(Dataset items)
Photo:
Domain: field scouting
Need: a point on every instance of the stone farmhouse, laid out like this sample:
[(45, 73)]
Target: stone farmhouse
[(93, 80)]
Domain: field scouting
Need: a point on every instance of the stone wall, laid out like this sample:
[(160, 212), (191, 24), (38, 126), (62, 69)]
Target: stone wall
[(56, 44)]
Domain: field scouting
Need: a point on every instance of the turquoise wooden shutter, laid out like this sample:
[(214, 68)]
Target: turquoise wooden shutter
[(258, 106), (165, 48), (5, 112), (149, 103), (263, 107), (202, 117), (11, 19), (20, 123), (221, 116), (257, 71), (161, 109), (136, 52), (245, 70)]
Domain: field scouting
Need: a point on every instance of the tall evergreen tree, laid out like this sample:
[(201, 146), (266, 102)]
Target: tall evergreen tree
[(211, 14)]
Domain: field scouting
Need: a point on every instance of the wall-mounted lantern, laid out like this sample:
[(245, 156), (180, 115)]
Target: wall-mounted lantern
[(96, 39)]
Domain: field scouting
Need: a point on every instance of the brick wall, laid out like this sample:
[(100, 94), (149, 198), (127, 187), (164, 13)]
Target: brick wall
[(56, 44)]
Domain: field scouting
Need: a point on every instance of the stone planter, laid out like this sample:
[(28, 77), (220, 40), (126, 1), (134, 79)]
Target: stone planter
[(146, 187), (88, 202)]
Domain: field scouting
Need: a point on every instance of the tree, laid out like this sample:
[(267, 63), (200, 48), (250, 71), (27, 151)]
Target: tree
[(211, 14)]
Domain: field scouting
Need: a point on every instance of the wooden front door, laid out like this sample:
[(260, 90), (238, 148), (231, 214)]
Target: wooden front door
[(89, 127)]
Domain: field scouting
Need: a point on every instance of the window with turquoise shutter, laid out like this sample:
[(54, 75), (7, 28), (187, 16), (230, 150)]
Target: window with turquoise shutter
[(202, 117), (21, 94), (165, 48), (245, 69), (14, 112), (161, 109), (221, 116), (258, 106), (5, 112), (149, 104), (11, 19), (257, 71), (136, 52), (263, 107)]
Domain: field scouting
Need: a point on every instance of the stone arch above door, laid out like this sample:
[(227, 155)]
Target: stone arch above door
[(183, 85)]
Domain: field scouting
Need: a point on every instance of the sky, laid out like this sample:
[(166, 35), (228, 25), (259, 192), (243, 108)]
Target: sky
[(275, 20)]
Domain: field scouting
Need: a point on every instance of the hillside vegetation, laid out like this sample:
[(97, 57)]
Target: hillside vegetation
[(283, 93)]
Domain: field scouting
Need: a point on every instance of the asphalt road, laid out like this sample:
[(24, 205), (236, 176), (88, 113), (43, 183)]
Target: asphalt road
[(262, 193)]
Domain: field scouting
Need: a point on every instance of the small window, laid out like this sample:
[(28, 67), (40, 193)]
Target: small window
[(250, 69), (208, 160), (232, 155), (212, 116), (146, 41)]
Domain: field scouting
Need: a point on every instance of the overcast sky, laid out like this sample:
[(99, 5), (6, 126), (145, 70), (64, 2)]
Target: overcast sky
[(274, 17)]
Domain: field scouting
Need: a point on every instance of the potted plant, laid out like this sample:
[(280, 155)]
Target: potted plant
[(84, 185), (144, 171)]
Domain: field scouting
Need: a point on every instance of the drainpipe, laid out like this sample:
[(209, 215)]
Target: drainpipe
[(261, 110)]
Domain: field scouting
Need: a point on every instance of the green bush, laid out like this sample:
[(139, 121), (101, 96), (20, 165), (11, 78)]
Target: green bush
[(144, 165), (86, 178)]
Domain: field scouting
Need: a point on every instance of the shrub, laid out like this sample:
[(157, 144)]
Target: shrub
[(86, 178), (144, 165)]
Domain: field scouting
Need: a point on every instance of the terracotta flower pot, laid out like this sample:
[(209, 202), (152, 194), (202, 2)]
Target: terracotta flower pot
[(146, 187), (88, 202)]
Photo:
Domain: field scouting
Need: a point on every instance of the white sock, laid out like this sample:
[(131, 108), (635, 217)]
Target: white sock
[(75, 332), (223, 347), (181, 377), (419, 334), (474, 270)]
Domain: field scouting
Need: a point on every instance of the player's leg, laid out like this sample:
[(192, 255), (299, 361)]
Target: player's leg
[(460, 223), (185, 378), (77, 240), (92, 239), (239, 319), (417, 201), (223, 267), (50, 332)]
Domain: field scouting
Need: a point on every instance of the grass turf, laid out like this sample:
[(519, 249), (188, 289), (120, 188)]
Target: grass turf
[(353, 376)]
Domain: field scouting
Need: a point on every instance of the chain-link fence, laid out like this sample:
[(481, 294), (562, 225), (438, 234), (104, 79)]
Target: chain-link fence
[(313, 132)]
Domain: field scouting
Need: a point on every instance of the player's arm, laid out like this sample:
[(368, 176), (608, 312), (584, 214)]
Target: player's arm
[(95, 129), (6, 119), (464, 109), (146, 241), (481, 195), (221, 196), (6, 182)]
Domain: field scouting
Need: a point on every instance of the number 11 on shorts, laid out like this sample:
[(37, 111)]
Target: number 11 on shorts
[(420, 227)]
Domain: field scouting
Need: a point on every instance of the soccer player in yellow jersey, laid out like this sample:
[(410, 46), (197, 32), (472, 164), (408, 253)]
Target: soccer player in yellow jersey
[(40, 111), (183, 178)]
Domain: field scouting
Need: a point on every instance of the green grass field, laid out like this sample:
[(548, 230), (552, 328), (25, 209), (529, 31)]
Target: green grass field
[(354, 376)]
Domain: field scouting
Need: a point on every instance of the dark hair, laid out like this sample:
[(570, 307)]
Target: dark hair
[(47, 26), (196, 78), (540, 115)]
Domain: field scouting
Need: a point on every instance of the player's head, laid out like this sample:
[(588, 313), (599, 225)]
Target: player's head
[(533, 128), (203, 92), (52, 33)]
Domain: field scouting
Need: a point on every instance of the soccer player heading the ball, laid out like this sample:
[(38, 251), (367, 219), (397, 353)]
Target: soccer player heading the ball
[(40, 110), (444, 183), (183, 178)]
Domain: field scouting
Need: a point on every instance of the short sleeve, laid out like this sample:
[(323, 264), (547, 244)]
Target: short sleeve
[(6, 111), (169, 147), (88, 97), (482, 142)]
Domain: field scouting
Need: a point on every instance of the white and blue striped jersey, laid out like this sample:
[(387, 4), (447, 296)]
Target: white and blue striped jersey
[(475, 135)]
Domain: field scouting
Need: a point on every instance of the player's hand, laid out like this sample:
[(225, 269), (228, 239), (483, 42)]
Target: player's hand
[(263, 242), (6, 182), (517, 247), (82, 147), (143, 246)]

### [Task to complete]
Every record here must be output exactly, word for word.

### [Answer to this task]
Photo:
Domain: field scouting
Need: a point on every instance of the stone farmhouse, laid out like this sample:
[(45, 73)]
Target: stone farmhouse
[(93, 80)]
Domain: field scouting
Need: a point on every instance of the stone wall, laid out like this sample:
[(160, 212), (191, 24), (38, 126), (62, 69)]
Target: stone wall
[(56, 44)]
Domain: field scouting
Need: a point on every instance of the turquoise wooden shutter, laid out like this sample:
[(214, 68)]
Target: turquoise wooden shutter
[(258, 106), (165, 48), (5, 112), (149, 103), (263, 107), (202, 117), (11, 19), (20, 123), (221, 116), (257, 71), (161, 109), (136, 52), (245, 70)]
Domain: field scouting
Need: a point on every instance of the tall evergreen tree, laid out like this sample:
[(201, 146), (266, 102)]
Target: tall evergreen tree
[(211, 14)]
Domain: field scouting
Need: a point on every instance of the wall-mounted lantern, laid out like this sample:
[(245, 156), (180, 115)]
Target: wall-mounted lantern
[(96, 39)]
Domain: field scouting
Need: a point on every instance of the brick wall, laid out like this sample:
[(100, 94), (149, 198), (127, 187), (164, 13)]
Target: brick wall
[(56, 44)]
Domain: field scouting
Need: a point on every instance of the stone planter, laid out like this sample:
[(28, 77), (220, 40), (126, 1), (134, 79)]
Target: stone planter
[(146, 187), (88, 202)]
Domain: field scouting
Need: a point on every instance of the tree, laid out like this sample:
[(267, 63), (200, 48), (250, 71), (27, 151)]
Target: tree
[(211, 14)]
Domain: field scouting
Need: a point on every instance of the wooden front door, laid out like this sample:
[(260, 90), (238, 148), (231, 214)]
Target: wooden front door
[(89, 127)]
Domain: field scouting
Need: a point on every instance of the window with turquoise shutter, laid out like this sample:
[(54, 75), (7, 28), (187, 16), (230, 150)]
Target: window with turquoise shutter
[(202, 117), (21, 94), (165, 48), (245, 69), (14, 112), (161, 109), (221, 116), (258, 106), (5, 112), (149, 104), (11, 19), (257, 71), (136, 52), (263, 107)]
Domain: field scouting
Need: a point on every instance of the stone arch above door, laid out like this sample:
[(227, 155)]
Target: stone arch above door
[(183, 85)]
Domain: field scouting
Need: a point on every instance of the sky, laid out like this sample:
[(166, 35), (228, 25), (259, 192), (243, 108)]
Target: sky
[(275, 20)]
Domain: field scouting
Need: a point on every instance of the hillside vegetation, laid out like this sample:
[(97, 57)]
Target: hillside vegetation
[(283, 93)]
Domain: field scouting
Need: a point on every instance of the asphalt road, laid out like this sample:
[(24, 205), (236, 176), (88, 113), (43, 183)]
Target: asphalt road
[(262, 193)]
Domain: field scouting
Need: a point on every instance of the small window, laid out like this sample:
[(28, 67), (40, 193)]
Target: small window
[(250, 69), (208, 160), (232, 155), (212, 116), (146, 41)]
Domain: field scouting
Need: a point on every instance of the overcast sky, laid out like this sample:
[(99, 5), (6, 126), (145, 70), (64, 2)]
Target: overcast sky
[(274, 17)]
Domain: field scouting
Need: a point on every instance of the potted plant, laid out like this sample:
[(280, 155)]
Target: potted plant
[(84, 185), (144, 171)]
Domain: field scouting
Need: a point on every instance of the drainpipe, laid out like this sample:
[(209, 215)]
Target: drainpipe
[(261, 110)]
Domain: field scouting
Need: a point on every instance of the green bush, laid out like this sample:
[(139, 121), (101, 96), (20, 165), (11, 78)]
Target: green bush
[(144, 165), (86, 178)]
Domain: field scouting
Need: a point on every instance of the shrub, laid out like this sample:
[(157, 144)]
Target: shrub
[(86, 178), (144, 165)]
Domain: field scouting
Need: a point on every instance of the terracotta flower pot, laid out like this sample:
[(209, 202), (152, 194), (202, 2)]
Target: terracotta flower pot
[(146, 187), (88, 202)]
Photo:
Domain: field scouting
Need: a point on every instance of the white sock, laid out like this sample:
[(131, 108), (635, 217)]
Target: white sock
[(75, 332), (223, 347), (181, 377), (419, 334), (474, 270)]
Domain: field scouting
Need: a point on every instance of the player's leg, laid out like this sample:
[(192, 255), (299, 361)]
Target: player's leg
[(460, 223), (185, 378), (77, 240), (92, 239), (239, 319), (417, 201), (223, 267), (50, 332)]
Domain: field scouting
Need: a point on every instance of the grass turf, laid out like this sample:
[(519, 249), (188, 289), (120, 188)]
Target: grass turf
[(353, 376)]
Domain: field scouting
Need: a point on every instance of the chain-link fence, laid out like this sample:
[(481, 294), (562, 225), (438, 234), (104, 79)]
Target: chain-link fence
[(313, 132)]
Domain: field scouting
Need: a point on every instance of the player's arm, laid out like this sample:
[(368, 176), (608, 312), (584, 214)]
Target: player's arm
[(95, 129), (6, 119), (464, 109), (146, 241), (481, 195), (221, 196), (6, 182)]
Domain: field scouting
Need: a point on every instance of the number 11 on shorts, laid out like this sample:
[(37, 111)]
Target: number 11 on shorts
[(420, 227)]
Domain: field scouting
Need: a point on every instance of the soccer player in yellow jersey, laid out like this sample:
[(410, 46), (197, 32), (472, 164), (408, 253)]
Target: soccer player in yellow jersey
[(40, 111), (183, 178)]
Domain: field scouting
Need: a point on every instance of the green grass field, laid out like this sample:
[(548, 230), (552, 328), (25, 209), (529, 31)]
Target: green grass field
[(354, 376)]
Domain: field scouting
Need: a point on every instance of the dark hair, laid out like this sample:
[(570, 307)]
Target: dark hair
[(47, 26), (196, 78), (540, 115)]
Domain: field scouting
Need: a point on every instance of the player's head, laid out like this sample:
[(588, 313), (599, 225)]
Target: player's head
[(533, 128), (203, 92), (52, 33)]
Domain: field scouting
Need: a point on every instance of the soccer player heading the ball, laid out like this sample:
[(38, 251), (367, 219), (397, 353)]
Target: soccer player heading the ball
[(40, 110), (444, 183), (183, 178)]
Domain: field scouting
Need: a point on every instance of the short sleeve, laid out like this sample:
[(323, 264), (547, 244)]
Target: short sleeve
[(6, 111), (169, 147), (88, 97), (482, 142)]
Domain: field scouting
Need: a point on every instance of the white and blue striped jersey, laid out like this sample:
[(387, 4), (447, 296)]
Target: white and blue striped jersey
[(475, 135)]
Domain: field scouting
Need: a point on every instance of the player's hand, laid out like this sample:
[(225, 269), (228, 239), (483, 42)]
Target: player's hand
[(263, 242), (6, 182), (517, 247), (82, 147), (143, 246)]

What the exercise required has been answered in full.